[Passage for review]
+++++

Our culture makes it seem so stressful and boring to cook. Makes it seem like we don’t have “time” to cook or to make a great meal ourselves. This couldn’t be further from the truth! There are 6 tips I’d like to give to ensure you can create great, simple, home-cooked meals on a consistent basis without breaking the bank:
- Invest in good equipment and tools (check Ebay, Amazon, and local Salvation Army or Goodwill for great products at inexpensive prices! I got a 8-10 piece Farberware pots and pans set with lids off Ebay for $80, shipped to my door.)
This is probably the main reason why so many people don’t cook- they have flimsy pans, they burn things because of said pans, and/or they don’t use the correct knives or prep tools for the job. The most basic tools that will give you the most use and benefit are: saucepans and mixing bowls (multiple sizes), 1 stock pot, 1 frying pan/skillet (10” or 12”), rubber spatula (get 2-3), spatula (rubber/non-stick safe and metal), whisk, good oven mitts, jelly roll pan/cookie sheet, chef’s knife (1-2), different sized cutting boards (3-4 minimum), serrated bread knife, garlic press, can opener, digital cooking scale ($10), blender/food processor/immersion blender, KitchenAid Mixer (this is pricy but SO worth it!). You don’t need all these at once, but get supplies as you need them. Start with the pots, pans, and utensils.
- If you don’t know how to do a certain task, look up a video about it
Don’t know how to cut up an onion, peel garlic, or properly chop up a bell pepper, zucchini, or squash? Look up a video on YouTube or similar. Even I’ve looked up how to do things (different types of cuts for carrots) from time to time. Don’t be shy or embarrassed- be confident that you’re taking the reins on cooking for your health!
- Ask for help
Not everyone can do everything, and if you know someone who is a great cook or who is a great tutor/teacher and cooks a lot, this person would be a great reference tool. Ask them to come over for an afternoon of teaching you “the basics” on cooking.Or look to Julia Child’s Book “Mastering the Art of French Cooking” which tells you how to do EVERYTHING in cooking and also includes the assumptions that recipes don’t always state (like trimming off fat of meat, sifting flour and other dry ingredients for baking, and how to properly chop an onion). I own this book and love it. It also has recipes that I’m dying to try!

+++++

[Assigned task 1] Translate this sentence from the home-cooking tips into Spanish: "You don’t need all these at once, but get supplies as you need them."
[Assigned task 2]
Answer these questions using the home-cooking tips:
(a) How much did the Farberware pots and pans set bought on Ebay cost?
(b) Which website is named as a place to look up a video on a cooking task?
(c) Which book is recommended for learning how to do everything in cooking?
[Assigned task 3] Continue the home-cooking tips from the last sentence shown.

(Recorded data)
+++++

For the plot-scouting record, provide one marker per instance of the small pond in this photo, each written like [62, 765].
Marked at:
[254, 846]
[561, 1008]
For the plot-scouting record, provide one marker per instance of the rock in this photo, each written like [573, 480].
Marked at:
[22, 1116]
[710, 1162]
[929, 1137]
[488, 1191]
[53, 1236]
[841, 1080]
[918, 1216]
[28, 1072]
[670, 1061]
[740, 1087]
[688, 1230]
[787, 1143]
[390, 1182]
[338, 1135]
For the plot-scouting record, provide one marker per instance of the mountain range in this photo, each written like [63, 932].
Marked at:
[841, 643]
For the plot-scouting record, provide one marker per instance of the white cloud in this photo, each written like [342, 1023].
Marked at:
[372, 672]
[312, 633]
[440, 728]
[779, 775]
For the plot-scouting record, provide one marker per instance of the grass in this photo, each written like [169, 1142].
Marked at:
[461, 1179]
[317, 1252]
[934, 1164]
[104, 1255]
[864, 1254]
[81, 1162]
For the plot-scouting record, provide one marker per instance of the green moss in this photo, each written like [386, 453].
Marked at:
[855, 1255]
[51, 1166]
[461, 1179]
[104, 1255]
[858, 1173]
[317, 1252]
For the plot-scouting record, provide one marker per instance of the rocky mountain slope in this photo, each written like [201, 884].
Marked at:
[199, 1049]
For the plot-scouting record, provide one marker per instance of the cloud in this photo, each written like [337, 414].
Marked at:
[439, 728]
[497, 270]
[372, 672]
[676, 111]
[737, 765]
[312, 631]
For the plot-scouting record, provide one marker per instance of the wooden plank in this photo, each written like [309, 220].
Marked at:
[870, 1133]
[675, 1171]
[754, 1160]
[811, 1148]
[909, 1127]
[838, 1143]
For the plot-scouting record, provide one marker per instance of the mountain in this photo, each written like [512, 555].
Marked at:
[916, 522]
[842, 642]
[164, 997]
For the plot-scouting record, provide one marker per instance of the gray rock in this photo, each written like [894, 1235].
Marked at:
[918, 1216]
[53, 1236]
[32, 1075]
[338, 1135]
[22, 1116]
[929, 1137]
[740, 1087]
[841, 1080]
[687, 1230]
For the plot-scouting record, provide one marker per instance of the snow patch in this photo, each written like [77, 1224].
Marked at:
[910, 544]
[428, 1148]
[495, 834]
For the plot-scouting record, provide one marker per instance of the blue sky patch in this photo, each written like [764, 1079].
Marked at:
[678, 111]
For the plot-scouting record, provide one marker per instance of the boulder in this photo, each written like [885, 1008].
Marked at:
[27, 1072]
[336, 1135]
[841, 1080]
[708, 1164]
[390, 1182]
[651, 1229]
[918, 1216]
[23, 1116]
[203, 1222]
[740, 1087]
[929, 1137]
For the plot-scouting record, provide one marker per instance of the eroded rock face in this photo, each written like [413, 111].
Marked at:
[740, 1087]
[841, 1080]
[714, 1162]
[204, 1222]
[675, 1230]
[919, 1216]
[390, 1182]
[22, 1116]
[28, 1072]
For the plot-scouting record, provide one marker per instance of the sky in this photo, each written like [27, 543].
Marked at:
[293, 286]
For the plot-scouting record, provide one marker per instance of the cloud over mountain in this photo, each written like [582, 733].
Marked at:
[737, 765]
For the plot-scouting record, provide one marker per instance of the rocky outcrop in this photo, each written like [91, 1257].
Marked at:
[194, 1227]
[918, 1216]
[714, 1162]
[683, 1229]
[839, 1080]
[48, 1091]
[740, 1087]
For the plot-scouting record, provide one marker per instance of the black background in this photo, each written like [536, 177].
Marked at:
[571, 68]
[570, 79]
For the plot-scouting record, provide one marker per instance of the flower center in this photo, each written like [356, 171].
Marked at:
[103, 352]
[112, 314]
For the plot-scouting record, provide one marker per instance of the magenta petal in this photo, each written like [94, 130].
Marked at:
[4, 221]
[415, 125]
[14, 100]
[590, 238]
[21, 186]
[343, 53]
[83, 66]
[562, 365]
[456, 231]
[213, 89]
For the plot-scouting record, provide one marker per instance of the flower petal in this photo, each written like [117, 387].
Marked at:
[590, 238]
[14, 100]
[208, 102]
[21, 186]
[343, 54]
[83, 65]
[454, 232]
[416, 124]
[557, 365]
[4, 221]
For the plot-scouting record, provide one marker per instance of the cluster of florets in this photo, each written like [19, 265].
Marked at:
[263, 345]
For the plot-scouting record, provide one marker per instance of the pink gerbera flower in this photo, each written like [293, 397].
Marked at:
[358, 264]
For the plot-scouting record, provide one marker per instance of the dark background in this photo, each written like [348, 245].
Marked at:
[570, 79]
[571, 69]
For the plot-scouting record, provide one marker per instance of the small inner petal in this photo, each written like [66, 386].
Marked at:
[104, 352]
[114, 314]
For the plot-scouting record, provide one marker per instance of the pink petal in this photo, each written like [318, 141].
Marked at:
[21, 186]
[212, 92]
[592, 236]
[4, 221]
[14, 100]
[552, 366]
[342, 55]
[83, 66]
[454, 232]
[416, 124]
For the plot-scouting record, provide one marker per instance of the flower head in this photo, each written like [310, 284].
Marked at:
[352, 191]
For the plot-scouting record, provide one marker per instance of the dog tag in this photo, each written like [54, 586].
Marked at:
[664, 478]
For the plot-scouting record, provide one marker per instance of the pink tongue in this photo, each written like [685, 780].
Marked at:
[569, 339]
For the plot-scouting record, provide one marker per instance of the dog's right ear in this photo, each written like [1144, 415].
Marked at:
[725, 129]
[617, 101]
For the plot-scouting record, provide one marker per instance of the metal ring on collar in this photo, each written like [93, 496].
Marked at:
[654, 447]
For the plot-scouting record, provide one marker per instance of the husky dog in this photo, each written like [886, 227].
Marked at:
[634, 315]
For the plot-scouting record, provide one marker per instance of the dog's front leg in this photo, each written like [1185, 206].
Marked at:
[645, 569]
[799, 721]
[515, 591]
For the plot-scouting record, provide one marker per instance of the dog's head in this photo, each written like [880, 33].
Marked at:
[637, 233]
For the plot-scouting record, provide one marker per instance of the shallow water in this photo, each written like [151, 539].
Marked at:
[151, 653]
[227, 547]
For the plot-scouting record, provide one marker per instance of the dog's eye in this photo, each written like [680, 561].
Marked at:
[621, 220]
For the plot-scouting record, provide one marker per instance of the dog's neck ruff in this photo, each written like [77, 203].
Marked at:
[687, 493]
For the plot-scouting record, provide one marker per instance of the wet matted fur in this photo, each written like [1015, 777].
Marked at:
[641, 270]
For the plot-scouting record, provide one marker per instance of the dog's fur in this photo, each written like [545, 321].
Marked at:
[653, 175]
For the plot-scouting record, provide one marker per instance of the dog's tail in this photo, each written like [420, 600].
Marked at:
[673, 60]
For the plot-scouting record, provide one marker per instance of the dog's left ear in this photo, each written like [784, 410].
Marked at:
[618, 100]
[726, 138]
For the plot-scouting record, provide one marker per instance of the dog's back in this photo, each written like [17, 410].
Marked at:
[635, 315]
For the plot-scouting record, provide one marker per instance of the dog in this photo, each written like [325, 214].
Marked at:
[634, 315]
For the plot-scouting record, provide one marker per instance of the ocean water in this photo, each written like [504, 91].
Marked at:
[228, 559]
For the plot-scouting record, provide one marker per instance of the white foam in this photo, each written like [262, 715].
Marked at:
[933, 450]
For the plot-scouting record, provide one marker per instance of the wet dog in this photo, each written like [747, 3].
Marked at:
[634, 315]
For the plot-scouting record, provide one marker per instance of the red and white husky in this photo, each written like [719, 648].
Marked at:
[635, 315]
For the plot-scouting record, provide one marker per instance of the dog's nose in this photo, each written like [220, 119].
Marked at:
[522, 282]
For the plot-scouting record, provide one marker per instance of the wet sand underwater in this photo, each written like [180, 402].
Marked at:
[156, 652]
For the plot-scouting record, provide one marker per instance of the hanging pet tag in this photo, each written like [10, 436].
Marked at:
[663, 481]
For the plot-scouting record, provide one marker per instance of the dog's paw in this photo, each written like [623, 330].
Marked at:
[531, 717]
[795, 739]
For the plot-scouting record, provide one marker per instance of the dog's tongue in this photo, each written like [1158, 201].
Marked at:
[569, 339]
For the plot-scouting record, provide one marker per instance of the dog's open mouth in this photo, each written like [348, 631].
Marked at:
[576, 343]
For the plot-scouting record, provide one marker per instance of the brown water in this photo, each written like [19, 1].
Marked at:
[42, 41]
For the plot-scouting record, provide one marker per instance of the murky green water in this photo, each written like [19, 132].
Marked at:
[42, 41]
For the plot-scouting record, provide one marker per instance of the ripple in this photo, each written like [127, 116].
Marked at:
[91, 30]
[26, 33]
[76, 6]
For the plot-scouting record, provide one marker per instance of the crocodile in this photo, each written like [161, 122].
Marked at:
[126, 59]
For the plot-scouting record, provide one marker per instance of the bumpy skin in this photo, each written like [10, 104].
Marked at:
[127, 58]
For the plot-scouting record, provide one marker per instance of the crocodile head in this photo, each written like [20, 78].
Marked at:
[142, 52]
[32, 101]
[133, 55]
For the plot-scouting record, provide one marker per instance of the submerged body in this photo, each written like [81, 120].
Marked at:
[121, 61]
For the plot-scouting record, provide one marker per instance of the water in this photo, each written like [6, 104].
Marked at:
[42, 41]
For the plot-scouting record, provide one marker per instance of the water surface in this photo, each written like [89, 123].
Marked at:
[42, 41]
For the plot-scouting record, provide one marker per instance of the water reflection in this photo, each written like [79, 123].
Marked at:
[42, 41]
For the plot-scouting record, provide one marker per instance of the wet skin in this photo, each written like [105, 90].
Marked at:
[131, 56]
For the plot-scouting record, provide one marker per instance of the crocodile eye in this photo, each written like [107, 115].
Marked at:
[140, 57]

+++++

[Answer box 1] No necesitas todo esto de una vez, pero consigue los utensilios a medida que los necesites.

[Answer box 2]
(a) $80, shipped to the door.
(b) YouTube.
(c) Julia Child’s "Mastering the Art of French Cooking."

[Answer box 3]
- Don’t be intimidated by others who are better cooks than you
The best thing you can do if you know someone who is a great cook is to have them advise you on your own cooking. They can help you learn how to mix cake batter properly, how to know when cookies are done, how to check the temperature of meat to see if it’s fully cooked (vs opening it up to check the color), etc. This person started out simply and basic one day, so don’t think they’re a goddess or a god just because they are a gourmet chef now. (I started with Kraft Mac n Cheese!)
- Strive to learn and to try new recipes A LOT and accept that there will be flops from time to time
Even I have my share of recipes that didn’t turn out well. I’m usually bummed but for the most part, I take it in stride. Now I know what NOT to make! But maybe it was a technique issue, too much flour, the recipe wasn’t properly tested, etc. It’s best to get your recipes from actual cookbooks or online searches after viewing 10 reviews (versus magazines) because you can see what other people think (online) and generally published cookbooks have tested the recipes (but not always).
- Have fun
Cooking isn’t meant to be a race, be stressful, or be anxiety-producing! It’s a form of self-expression that gives the cook the ultimate opportunity to be creative and enjoy slowing down the pace each day and to enjoy a great meal afterwards. If you’re not having fun, pour yourself a small glass of wine to drink while cooking and turn on some Jazz music on Pandora and slow down. Tell anyone nagging you while in the kitchen to buzz off. The kitchen should be your sanctuary and a place where you can relax. If it’s not, try to think of ways you can make it so.